**Description of the task**
List every line below containing "grey".

** Opening Record set block **

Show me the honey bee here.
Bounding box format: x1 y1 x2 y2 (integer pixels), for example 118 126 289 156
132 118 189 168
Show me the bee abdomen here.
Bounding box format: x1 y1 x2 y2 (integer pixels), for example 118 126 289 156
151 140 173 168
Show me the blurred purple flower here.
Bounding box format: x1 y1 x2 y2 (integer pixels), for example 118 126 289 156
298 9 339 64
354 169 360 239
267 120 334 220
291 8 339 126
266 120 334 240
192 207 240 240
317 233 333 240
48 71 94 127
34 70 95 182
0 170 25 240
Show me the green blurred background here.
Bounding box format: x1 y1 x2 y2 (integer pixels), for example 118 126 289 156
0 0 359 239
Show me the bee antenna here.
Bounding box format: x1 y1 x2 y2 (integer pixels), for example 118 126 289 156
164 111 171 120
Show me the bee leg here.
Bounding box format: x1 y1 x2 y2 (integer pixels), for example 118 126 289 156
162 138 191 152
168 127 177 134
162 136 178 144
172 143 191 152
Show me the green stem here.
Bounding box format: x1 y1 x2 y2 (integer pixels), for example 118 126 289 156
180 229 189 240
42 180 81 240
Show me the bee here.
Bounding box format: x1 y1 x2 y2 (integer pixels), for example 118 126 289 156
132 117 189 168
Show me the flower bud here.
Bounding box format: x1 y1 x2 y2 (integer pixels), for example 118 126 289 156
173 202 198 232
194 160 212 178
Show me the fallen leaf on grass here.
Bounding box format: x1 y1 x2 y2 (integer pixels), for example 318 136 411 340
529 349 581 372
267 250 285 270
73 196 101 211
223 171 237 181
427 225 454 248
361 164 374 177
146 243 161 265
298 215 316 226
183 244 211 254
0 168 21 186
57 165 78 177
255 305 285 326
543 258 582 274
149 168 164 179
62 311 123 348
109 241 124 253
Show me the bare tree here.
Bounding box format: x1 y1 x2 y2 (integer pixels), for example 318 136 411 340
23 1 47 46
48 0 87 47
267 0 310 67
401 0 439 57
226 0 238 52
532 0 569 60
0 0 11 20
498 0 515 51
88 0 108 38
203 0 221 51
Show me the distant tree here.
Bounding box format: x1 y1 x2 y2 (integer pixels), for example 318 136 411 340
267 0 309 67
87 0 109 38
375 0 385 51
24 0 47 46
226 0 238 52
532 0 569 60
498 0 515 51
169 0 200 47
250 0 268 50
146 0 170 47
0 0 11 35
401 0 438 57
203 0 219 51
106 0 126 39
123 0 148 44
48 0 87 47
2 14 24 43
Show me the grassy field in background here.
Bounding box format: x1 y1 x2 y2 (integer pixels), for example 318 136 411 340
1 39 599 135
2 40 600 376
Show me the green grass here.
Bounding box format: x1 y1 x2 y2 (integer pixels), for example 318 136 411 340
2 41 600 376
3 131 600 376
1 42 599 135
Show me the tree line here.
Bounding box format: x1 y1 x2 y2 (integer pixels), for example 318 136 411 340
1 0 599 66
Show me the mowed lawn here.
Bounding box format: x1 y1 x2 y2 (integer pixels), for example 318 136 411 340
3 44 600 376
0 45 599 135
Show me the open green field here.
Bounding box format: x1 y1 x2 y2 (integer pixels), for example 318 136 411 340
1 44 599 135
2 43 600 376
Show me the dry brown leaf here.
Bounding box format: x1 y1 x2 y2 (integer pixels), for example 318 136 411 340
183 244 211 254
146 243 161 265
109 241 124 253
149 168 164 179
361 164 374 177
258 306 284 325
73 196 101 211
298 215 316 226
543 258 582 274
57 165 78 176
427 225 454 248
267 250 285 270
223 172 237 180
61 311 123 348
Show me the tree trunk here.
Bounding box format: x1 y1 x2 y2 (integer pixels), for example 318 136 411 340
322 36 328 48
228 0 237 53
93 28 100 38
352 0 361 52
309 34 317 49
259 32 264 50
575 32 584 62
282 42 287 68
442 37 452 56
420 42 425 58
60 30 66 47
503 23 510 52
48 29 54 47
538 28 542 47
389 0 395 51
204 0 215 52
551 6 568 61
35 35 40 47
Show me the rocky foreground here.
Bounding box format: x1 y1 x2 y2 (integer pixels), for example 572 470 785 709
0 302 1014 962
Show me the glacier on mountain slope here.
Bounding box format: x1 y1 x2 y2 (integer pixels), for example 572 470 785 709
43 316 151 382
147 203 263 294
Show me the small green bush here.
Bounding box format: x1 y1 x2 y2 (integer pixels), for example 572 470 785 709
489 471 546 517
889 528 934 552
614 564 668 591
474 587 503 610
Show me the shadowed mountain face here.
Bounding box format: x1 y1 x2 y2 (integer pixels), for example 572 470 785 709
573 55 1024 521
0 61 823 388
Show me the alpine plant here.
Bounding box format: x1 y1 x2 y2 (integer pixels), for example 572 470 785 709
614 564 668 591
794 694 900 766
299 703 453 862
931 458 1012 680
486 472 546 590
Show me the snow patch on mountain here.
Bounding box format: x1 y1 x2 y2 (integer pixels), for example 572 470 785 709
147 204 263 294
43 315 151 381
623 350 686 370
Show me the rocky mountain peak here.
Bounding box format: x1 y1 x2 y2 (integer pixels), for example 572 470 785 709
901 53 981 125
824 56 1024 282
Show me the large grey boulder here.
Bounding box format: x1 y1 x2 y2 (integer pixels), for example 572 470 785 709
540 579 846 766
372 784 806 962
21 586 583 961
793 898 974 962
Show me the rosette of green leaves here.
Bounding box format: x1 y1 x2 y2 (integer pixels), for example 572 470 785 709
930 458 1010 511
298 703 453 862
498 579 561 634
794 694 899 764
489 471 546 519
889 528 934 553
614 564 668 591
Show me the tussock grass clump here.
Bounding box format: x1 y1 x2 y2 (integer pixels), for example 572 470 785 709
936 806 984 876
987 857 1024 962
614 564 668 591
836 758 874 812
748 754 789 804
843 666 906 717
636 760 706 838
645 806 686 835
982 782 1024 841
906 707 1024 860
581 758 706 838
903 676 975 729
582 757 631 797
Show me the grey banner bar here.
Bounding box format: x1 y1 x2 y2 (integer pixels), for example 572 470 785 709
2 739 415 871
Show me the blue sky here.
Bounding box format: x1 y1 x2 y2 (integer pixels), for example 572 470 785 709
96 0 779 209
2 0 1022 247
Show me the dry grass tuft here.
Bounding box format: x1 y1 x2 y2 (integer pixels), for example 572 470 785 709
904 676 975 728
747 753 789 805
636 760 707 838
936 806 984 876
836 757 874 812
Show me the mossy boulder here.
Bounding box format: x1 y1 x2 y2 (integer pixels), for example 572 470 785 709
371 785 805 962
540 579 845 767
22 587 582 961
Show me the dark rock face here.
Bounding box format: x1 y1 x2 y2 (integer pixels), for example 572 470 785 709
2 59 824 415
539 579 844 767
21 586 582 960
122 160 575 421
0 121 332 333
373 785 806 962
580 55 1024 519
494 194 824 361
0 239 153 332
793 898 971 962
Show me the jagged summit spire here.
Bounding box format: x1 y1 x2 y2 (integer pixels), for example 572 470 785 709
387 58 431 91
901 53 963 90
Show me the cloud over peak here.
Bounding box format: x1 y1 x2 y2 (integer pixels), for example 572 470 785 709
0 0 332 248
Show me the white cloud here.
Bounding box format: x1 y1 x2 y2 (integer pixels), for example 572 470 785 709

** Closing Record set block **

**Written solution**
Show me the large grey boulder here.
Show me the grey banner bar here.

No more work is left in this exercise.